(WHAT NEEDS TO BE DONE):
Output exactly the lines spanning from the line containing "Return a point for each instance of the person seen" to the last line of the entries, inclusive.

(GIVEN ENTRIES):
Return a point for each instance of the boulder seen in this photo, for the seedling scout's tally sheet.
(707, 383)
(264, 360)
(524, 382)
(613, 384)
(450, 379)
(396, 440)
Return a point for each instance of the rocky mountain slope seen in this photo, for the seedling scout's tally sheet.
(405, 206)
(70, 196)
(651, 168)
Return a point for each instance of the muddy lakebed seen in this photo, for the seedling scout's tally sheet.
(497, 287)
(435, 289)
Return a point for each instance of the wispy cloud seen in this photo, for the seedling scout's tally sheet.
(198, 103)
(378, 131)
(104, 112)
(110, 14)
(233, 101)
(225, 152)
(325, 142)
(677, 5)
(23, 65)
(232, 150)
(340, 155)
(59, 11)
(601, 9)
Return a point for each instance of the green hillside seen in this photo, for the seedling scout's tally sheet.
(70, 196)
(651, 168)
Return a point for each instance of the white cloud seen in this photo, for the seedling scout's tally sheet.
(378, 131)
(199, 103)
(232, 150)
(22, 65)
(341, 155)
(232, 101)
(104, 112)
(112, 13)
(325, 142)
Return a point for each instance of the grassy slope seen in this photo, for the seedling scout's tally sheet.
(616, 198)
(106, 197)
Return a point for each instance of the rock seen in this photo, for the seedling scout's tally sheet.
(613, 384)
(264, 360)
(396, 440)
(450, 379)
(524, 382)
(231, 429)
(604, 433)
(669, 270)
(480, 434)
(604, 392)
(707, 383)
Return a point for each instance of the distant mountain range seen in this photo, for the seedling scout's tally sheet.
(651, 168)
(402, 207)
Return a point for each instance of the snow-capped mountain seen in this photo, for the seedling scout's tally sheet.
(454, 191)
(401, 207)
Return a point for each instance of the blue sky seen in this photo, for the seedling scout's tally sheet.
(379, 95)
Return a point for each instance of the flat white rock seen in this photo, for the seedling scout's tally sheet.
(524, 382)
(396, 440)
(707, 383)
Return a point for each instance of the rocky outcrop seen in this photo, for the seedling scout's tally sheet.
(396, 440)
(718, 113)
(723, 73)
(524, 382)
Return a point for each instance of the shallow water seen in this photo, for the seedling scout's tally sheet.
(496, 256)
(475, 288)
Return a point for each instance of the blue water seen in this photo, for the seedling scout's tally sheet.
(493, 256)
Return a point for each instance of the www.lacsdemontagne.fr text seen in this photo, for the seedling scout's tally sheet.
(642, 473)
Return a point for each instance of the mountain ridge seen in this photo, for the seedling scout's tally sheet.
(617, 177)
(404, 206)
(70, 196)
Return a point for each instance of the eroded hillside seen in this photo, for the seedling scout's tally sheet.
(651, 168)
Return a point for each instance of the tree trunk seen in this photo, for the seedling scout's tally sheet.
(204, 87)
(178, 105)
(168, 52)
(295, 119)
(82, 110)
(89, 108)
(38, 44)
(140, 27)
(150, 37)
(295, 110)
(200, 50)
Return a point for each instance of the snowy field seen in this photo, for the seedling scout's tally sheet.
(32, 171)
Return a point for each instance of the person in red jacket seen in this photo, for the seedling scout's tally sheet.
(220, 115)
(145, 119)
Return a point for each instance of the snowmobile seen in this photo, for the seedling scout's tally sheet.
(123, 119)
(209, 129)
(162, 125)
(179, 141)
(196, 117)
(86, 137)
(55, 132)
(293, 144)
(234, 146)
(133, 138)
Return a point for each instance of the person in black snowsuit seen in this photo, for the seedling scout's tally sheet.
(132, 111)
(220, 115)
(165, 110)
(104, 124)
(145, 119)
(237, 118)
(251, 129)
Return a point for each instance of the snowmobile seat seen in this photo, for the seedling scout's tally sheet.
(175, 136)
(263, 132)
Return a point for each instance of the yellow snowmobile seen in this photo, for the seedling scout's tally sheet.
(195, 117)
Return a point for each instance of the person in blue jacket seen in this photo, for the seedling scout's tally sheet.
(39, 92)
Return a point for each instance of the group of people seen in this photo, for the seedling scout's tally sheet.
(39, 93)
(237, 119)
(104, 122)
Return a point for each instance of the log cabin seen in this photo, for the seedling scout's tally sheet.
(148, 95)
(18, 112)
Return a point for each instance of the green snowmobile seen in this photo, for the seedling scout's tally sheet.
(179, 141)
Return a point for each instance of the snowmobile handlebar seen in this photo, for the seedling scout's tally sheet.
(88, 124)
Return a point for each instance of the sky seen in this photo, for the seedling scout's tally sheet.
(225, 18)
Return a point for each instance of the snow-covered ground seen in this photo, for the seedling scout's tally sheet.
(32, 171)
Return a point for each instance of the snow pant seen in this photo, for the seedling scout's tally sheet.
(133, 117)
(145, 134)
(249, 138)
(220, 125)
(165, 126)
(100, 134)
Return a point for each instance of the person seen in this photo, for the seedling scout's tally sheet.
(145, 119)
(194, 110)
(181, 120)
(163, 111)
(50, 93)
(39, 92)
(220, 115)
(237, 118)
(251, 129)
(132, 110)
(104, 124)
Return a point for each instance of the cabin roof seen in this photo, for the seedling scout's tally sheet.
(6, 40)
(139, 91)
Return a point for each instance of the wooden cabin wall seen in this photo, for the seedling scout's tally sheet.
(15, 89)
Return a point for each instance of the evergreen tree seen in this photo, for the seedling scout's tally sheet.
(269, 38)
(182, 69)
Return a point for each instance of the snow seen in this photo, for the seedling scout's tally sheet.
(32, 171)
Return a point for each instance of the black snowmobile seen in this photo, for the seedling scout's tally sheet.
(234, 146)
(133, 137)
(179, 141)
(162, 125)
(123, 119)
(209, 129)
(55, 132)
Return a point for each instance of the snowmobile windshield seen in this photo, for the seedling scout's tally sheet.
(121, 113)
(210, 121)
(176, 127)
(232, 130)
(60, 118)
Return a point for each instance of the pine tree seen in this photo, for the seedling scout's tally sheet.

(RESPONSE TO THE TASK):
Return a point for each instance of the person seen in this photo, for the seedling scout's tally sheet.
(145, 119)
(194, 110)
(181, 120)
(163, 111)
(50, 93)
(39, 92)
(220, 115)
(237, 118)
(251, 129)
(132, 110)
(104, 124)
Return a point for each instance of the cabin roof seen in this photo, for the seedling scout's tally sheet.
(6, 40)
(139, 91)
Return a point for each instance of the wooden cabin wall seen in this photo, for the seedling scout's tally sheet.
(15, 89)
Return a point for each instance of the evergreen tree seen in this photo, for the seedling scout's tally sheet.
(269, 38)
(182, 69)
Return a point for each instance of the snow seen in this photo, for the seedling scout's tally sheet.
(32, 171)
Return a point for each instance of the black snowmobile seen in this photo, for the seedling scout's tally sheet.
(234, 146)
(133, 137)
(179, 141)
(162, 125)
(123, 119)
(209, 129)
(55, 132)
Return a point for each instance of the snowmobile windshield seen in this photo, for the seedling scout's tally sheet.
(121, 113)
(210, 121)
(176, 127)
(232, 130)
(60, 118)
Return a point for each instance of the pine tree seen in this photo, for the seedling scout's tally sheet.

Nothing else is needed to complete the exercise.